**What to produce**
Only the lines starting at the one that contains "Note: pick out each instance of the white floor" and running to the end should be repeated, exactly as written.

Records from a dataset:
******************************
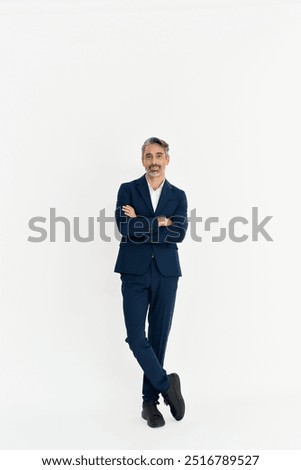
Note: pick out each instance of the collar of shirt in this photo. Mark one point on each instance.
(155, 193)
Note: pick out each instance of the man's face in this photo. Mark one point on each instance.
(154, 160)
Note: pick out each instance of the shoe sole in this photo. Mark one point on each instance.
(150, 425)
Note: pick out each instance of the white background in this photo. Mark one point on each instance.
(83, 84)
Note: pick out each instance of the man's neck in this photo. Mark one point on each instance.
(155, 181)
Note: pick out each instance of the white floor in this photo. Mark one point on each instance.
(117, 424)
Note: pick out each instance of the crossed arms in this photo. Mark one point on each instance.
(162, 229)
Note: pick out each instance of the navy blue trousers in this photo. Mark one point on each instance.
(150, 297)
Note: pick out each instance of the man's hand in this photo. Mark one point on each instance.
(163, 221)
(129, 211)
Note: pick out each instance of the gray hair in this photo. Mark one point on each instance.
(155, 140)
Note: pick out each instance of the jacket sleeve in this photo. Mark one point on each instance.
(132, 226)
(176, 232)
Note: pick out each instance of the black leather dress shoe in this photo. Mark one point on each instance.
(152, 415)
(173, 397)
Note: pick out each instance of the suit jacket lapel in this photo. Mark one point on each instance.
(144, 191)
(165, 195)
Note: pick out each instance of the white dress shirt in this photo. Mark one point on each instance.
(155, 194)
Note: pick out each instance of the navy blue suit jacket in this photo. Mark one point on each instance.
(142, 238)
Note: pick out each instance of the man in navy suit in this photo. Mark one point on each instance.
******************************
**Problem solution**
Note: pick out each instance of the white floor in this photo. Mark one point on each instance.
(117, 424)
Note: pick out each instance of the crossed arms in this photo. Mark one point on each instance.
(162, 229)
Note: pick out each instance of the navy blue trousers in this photo. Mark one point on each instance.
(150, 297)
Note: pick out each instance of the man's hand in this photo. Mark one point on each instance.
(163, 221)
(129, 211)
Note: pick out each instance of the gray hair in this photo. Mark one point on each instance.
(155, 140)
Note: pick out each instance of the jacket sleeve in this photo. Mark one point on each instance.
(132, 226)
(176, 232)
Note: pick out each instance of the black leather dress shoe in this photo. Mark one point on each instance.
(152, 415)
(173, 397)
Note: pick out each instance of the suit jacket lapel in this photo. Mark one point on each instance.
(144, 191)
(165, 195)
Note: pick out each instance of the white dress shirt in this photo. Mark one point on each instance.
(155, 194)
Note: pick out each instance of the navy blue suit jacket in this photo. Mark one point on each instance.
(142, 238)
Note: pick out each instance of the man in navy suit in this photo. Mark one point on each instance.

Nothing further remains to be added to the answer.